[EXCERPTED PASSAGE]
:::::
Most conversations about AI in business swing between two extremes. There’s the keynote version, where autonomous agents run entire departments by next quarter. Then there’s what most teams are actually doing: using ChatGPT to draft emails and wondering what comes next.
The reality sits between those two, and it’s moving fast. This page covers where AI in business stands in 2026, what’s delivering results, where things go wrong, and what the shift toward AI agents means for operators. The articles linked below go deeper on specific topics.
Where Does AI in Business Stand in 2026?
88% of companies now use AI regularly in at least one business function. That’s up from 55% in 2023 (McKinsey Global Survey, 2025). The adoption curve is steep. But adoption and value are different things.
Only 6% of companies qualify as “AI high performers,” reporting real value and at least 5% of EBIT tied to AI. The other 82% are spending, testing, and not yet seeing bottom-line returns.
Global AI spending is forecast to hit $2.52 trillion in 2026, up 44% year-over-year (Gartner, 2026). Deloitte calls this the AI ROI paradox. 85% of companies increased their AI investment last year. 91% plan to increase again. Yet most don’t expect payback for two to four years (Deloitte, 2025).
The question has shifted. It’s no longer “should we adopt AI?” It’s “why aren’t we getting more from what we already adopted?”
What’s Actually Working?
The companies generating real returns share a few patterns. They started with specific problems, not a mandate to “use AI.” They tied AI to workflows with measurable outcomes. They let teams learn before scaling.
Content and creative tools
Most businesses start here. AI writing assistants, image generators, and video tools have matured enough to save genuine time. But the value compounds when these tools are part of a workflow, not used as standalone generators. A content brief that pulls competitive data and suggests structure automatically is more useful than a blank chat window.
Marketing automation
This category has delivered the fastest measurable ROI across the businesses I work with. Tools that connect data across channels, optimise ad spend, and automate creative testing produce results you can track in weeks. For e-commerce and D2C brands, this often pays for itself first. More on AI in marketing: Marketing & Growth.
Customer service
Another area where AI has crossed a threshold. Modern tools handle tier-one queries accurately, escalate complex issues with full context, and work across WhatsApp, web chat, and email simultaneously.
Where things break down
Any project that begins with “we need to use AI” and no clear picture of what problem it should solve. The pattern I see repeated is teams adopting five tools in three months, measuring nothing, and ending up with fragmented workflows and confused staff.
AI Agents: From Experiment to Infrastructure
AI agents can take actions autonomously. Instead of asking AI to “draft a follow-up email,” an agent monitors your pipeline, identifies stalled deals, drafts a personalised message based on account history, and sends it on a schedule.
62% of companies are testing agents, but only 23% have scaled them in even one function (McKinsey, 2025). Gartner predicts 40% of enterprise apps will have task-specific AI agents by 2026. That’s up from less than 5% in 2025 (Gartner, 2025).
:::::
[DATA TO EXAMINE]

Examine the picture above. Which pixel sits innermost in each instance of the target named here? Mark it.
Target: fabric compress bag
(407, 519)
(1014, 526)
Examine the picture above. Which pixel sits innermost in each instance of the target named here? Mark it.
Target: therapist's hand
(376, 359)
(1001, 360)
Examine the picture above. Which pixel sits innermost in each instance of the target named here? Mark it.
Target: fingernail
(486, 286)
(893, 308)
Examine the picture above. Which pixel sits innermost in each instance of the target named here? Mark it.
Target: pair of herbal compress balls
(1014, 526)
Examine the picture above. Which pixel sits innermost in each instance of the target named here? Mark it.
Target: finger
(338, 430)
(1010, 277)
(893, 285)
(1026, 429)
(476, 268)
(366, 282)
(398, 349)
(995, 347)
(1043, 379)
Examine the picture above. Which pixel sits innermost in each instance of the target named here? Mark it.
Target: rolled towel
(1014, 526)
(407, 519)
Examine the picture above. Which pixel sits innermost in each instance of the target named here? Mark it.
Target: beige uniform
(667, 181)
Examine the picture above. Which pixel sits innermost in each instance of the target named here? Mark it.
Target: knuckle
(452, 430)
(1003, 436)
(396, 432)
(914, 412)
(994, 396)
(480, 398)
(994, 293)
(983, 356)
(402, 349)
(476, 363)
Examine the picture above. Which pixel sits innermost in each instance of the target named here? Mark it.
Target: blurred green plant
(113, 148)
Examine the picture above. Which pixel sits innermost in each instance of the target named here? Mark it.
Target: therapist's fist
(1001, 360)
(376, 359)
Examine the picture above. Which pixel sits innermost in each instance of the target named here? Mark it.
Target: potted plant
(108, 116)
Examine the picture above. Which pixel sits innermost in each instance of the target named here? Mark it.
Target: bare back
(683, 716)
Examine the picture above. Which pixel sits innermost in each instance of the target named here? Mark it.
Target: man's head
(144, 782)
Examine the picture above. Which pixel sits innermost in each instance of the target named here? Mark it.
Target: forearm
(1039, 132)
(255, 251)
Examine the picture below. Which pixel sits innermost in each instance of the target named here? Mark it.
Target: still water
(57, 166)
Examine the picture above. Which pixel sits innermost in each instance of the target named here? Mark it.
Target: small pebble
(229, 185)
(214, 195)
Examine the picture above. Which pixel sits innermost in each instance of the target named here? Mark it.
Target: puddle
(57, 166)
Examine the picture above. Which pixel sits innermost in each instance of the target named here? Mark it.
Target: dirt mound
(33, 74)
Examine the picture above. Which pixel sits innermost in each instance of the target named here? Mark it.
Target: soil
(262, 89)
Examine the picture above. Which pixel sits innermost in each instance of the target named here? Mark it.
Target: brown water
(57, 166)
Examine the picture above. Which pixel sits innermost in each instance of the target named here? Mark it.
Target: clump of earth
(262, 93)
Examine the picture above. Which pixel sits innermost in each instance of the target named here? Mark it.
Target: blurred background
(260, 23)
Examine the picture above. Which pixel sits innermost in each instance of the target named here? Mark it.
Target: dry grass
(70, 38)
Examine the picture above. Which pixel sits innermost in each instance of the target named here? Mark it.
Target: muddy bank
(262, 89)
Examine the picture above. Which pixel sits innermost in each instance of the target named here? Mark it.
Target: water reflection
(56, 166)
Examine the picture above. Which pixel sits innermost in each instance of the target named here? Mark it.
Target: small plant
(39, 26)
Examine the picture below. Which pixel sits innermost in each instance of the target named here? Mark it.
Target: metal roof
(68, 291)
:::::
[YOUR TASKS]
1: Translate this sentence from the page on AI in business into Spanish: "They tied AI to workflows with measurable outcomes."
2: Revise the page on AI in business from "Most conversations about" down to "Stand in 2026?", replacing "keynote" with "conference".

[SOLVED PROBLEMS]
1: Vincularon la IA a flujos de trabajo con resultados medibles.

2:
Most conversations about AI in business swing between two extremes. There’s the conference version, where autonomous agents run entire departments by next quarter. Then there’s what most teams are actually doing: using ChatGPT to draft emails and wondering what comes next.
The reality sits between those two, and it’s moving fast. This page covers where AI in business stands in 2026, what’s delivering results, where things go wrong, and what the shift toward AI agents means for operators. The articles linked below go deeper on specific topics.
Where Does AI in Business Stand in 2026?